Yapılacak İşlemler ▸
**A)** Nakipoğlu Konağı metninin "Nakipoğlu Konağı dillere" sözcüklerini içeren ifadeyle açılıp "avlusunda donatılar bulunmaktadır." ile kapanan bölümünü, "kasr" yerine "köşk" koyarak yeniden yazınız.
**B)** Nakipoğlu Konağı metnine göre konağın yanında yer alan yapı ve alanları sıralayınız.
**C)** Nakipoğlu Konağı'nı anlatan metni son cümlesinden sonra sürdürünüz.

Verilen Metin ▸
***

Nakipoğlu Konağı dillere destan büyüklükte olup, yanında medrese, cami, ilkokul, bağ ve bahçesi ile devasa büyüklükte ve geniş bir gelir desteği olan vakfiyesi ile dikkat çeker. Müstakil konak ise taş bina olarak iki büyük daire halindedir. Birinci dairenin zemininde beş oda, iki dehliz, üç sofa, bir büyük yazlık; girişinde bir büyük havuz, avlu, kenef, üç oda, bir kasr, iki dehliz, etrafında ağaçlı yedi sıra bağ, dört dönüm bostan yeri, bir çimenlik ve gül bahçesi vardır. İkinci daire de iki bölümdür. Birincisinde altı zemin oda, hamam ve bir serin hamam odası, külhan, helâ, kiler, kasr girişinde küçük havuz, ağaçlı bir bahçe, avlu, üst katta iki oda, iki dehliz, örtme, kiler ve avlusunda donatılar bulunmaktadır.

***

Saklanan veri kayıtları ▸
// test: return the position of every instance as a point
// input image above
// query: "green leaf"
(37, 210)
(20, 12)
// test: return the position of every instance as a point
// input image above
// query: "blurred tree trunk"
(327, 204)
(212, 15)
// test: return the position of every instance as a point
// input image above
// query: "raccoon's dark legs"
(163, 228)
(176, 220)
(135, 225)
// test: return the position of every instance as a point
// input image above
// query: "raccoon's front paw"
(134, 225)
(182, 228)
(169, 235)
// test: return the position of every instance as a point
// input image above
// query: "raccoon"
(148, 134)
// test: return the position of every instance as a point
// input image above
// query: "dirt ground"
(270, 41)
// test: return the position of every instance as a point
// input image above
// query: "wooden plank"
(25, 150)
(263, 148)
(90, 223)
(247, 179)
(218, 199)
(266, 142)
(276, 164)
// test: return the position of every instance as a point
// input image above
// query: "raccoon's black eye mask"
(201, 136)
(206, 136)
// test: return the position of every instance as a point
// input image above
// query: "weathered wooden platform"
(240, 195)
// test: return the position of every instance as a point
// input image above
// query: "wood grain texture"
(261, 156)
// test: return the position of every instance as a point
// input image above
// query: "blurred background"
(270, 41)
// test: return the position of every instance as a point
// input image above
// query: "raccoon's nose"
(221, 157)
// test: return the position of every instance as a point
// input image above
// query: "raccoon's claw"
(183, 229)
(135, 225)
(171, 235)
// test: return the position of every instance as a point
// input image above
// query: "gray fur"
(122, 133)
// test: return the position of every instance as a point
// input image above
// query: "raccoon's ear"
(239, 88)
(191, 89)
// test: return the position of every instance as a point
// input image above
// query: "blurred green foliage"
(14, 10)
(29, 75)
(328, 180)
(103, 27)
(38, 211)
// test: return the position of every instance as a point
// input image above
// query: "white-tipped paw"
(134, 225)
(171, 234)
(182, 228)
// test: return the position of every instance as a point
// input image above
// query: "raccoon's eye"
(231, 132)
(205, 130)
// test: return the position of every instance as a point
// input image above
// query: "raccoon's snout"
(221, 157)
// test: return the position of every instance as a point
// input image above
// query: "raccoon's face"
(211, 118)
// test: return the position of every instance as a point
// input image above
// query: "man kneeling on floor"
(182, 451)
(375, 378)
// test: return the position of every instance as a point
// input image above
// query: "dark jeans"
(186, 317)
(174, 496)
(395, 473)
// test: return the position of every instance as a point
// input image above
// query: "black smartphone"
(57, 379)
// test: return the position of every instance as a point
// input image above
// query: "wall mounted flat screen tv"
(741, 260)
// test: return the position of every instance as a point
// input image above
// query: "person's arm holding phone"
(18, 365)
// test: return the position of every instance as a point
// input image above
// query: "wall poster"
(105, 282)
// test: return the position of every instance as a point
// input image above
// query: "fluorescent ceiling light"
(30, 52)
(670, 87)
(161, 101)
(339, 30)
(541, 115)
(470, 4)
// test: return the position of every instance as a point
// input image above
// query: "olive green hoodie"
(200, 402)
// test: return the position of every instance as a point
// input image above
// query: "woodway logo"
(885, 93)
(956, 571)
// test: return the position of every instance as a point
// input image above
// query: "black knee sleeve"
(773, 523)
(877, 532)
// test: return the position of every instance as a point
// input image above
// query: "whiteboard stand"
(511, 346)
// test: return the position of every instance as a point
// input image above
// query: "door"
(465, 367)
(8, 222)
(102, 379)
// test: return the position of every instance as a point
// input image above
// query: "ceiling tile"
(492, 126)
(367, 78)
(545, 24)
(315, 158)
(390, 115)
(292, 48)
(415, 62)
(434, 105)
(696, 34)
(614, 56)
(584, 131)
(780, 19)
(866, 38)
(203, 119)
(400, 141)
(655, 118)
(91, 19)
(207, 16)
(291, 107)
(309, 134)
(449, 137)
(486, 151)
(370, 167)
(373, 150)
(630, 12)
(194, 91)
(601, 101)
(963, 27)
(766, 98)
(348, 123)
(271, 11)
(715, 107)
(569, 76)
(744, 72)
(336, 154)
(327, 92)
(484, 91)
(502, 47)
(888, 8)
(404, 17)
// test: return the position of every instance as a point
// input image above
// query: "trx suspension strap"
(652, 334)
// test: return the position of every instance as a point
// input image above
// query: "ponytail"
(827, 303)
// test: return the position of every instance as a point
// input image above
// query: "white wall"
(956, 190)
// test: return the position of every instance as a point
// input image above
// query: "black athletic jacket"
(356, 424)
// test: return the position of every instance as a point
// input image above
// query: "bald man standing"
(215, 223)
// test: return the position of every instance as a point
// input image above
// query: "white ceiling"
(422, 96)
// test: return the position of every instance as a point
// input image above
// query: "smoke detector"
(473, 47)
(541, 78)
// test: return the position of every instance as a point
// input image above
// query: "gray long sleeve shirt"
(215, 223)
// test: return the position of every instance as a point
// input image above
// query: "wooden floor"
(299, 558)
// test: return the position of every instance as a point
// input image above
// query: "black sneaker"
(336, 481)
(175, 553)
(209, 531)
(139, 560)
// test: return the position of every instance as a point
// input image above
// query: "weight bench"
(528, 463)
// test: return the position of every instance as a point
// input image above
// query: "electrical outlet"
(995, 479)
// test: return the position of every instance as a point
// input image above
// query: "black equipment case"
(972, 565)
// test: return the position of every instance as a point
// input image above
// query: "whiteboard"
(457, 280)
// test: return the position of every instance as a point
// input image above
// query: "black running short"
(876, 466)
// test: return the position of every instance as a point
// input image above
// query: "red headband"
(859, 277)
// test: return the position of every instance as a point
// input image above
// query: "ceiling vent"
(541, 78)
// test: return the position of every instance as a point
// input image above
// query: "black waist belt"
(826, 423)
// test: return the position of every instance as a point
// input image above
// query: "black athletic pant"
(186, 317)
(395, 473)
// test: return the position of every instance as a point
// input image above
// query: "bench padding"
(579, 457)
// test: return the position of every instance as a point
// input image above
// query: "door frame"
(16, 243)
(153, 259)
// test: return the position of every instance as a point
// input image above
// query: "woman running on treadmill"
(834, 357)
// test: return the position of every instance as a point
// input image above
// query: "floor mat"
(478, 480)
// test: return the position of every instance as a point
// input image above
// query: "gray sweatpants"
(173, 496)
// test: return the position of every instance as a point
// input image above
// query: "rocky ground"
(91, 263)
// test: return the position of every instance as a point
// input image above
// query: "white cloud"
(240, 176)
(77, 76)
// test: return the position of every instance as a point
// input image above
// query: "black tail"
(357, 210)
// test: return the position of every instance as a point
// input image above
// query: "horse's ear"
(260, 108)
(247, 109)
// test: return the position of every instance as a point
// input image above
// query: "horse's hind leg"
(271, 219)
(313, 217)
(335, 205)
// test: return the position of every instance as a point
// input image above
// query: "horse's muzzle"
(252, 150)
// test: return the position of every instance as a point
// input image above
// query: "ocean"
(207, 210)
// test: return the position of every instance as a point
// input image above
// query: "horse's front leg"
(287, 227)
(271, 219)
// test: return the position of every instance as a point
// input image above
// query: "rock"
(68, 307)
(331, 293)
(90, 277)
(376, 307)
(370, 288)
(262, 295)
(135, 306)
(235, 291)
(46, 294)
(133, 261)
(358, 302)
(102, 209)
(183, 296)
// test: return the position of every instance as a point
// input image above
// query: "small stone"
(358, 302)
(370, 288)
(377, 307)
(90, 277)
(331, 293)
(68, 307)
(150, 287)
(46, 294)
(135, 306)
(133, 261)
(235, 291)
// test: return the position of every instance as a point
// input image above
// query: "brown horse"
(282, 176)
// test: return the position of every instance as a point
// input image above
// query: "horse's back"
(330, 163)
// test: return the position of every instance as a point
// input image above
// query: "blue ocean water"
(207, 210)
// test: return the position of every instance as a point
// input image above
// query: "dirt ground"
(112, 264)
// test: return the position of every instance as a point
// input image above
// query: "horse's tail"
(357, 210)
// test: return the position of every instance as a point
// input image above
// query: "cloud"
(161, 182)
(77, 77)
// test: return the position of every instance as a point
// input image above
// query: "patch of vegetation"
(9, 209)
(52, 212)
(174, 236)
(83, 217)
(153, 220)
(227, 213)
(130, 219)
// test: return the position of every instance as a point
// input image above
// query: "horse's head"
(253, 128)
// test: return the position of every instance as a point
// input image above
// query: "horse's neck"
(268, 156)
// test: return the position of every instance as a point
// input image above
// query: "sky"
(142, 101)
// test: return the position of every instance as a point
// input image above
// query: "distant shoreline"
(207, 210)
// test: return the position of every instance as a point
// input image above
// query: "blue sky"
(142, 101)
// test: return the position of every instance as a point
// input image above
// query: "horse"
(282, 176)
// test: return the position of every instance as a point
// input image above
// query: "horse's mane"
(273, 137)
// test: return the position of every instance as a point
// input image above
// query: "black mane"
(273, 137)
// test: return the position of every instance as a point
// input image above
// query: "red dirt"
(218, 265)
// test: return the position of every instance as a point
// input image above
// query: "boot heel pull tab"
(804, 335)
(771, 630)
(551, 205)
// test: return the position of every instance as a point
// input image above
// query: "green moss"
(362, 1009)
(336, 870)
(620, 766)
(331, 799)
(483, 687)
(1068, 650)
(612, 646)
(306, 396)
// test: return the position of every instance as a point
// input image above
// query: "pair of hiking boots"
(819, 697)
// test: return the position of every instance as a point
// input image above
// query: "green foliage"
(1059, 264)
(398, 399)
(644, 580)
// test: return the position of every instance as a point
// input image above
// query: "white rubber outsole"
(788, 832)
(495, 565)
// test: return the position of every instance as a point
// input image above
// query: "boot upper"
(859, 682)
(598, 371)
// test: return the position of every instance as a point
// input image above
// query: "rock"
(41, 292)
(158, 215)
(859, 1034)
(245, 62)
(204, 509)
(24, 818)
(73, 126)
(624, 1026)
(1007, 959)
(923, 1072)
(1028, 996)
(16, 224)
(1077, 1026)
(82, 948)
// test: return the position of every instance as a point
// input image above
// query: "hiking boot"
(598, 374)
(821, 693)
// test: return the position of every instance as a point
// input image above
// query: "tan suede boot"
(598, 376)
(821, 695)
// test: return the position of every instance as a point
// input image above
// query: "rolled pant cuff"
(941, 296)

***

Sonuçlar ▸
**A)**
Nakipoğlu Konağı dillere destan büyüklükte olup, yanında medrese, cami, ilkokul, bağ ve bahçesi ile devasa büyüklükte ve geniş bir gelir desteği olan vakfiyesi ile dikkat çeker. Müstakil konak ise taş bina olarak iki büyük daire halindedir. Birinci dairenin zemininde beş oda, iki dehliz, üç sofa, bir büyük yazlık; girişinde bir büyük havuz, avlu, kenef, üç oda, bir köşk, iki dehliz, etrafında ağaçlı yedi sıra bağ, dört dönüm bostan yeri, bir çimenlik ve gül bahçesi vardır. İkinci daire de iki bölümdür. Birincisinde altı zemin oda, hamam ve bir serin hamam odası, külhan, helâ, kiler, köşk girişinde küçük havuz, ağaçlı bir bahçe, avlu, üst katta iki oda, iki dehliz, örtme, kiler ve avlusunda donatılar bulunmaktadır.

**B)** Medrese, cami, ilkokul, bağ, bahçe

**C)**
Osmanlı Döneminde Nakib el-Hac İbrahim Efendi tarafından 1762 yılında kurulmuş olan Konya’nın önemli medreselerinden olan Nakipoğlu Medresesi bu bölgede yer almaktadır. Günümüzde mahallede tarihî eser olarak Nakipoğlu Camii ve çeşmesi ve Nakiboğlu’nun yaklaşık yüz elli yıllık tarihî evleri mevcuttur. Konya Müftülüğü de yapmış olan İbrahim Efendi’nin kabri caminin güneyindedir. Buradaki küçük hazire kaldırılırken, kabir taşı caminin batısındaki girişe taşınmıştır. Cami avlusunda İbrahim Efendi’nin hanımı Rabia Hanım ve oğlu Mehmet Emin’e ait mezar taşları vardır. (https://www.konyapedia.com/makale/212/ahmet-fakih-mahallesi)
Nakiboğlu Medresesinin, talebe hücreleri ve dershanesi, 1924 yılında medreselerin kapatılmasından sonra, minare ve mihrabın dışındaki kısmı yıktırılarak, yeri park hâline getirilmiştir. Cami ise, 1926’da yeniden yapılmıştır. İlkokul kısmı olan Nakiboğlu Mektebi, Cumhuriyet Devrine kadar devam etmiştir. (https://www.konyapedia.com/makale/3205/nakiboglu-medresesi)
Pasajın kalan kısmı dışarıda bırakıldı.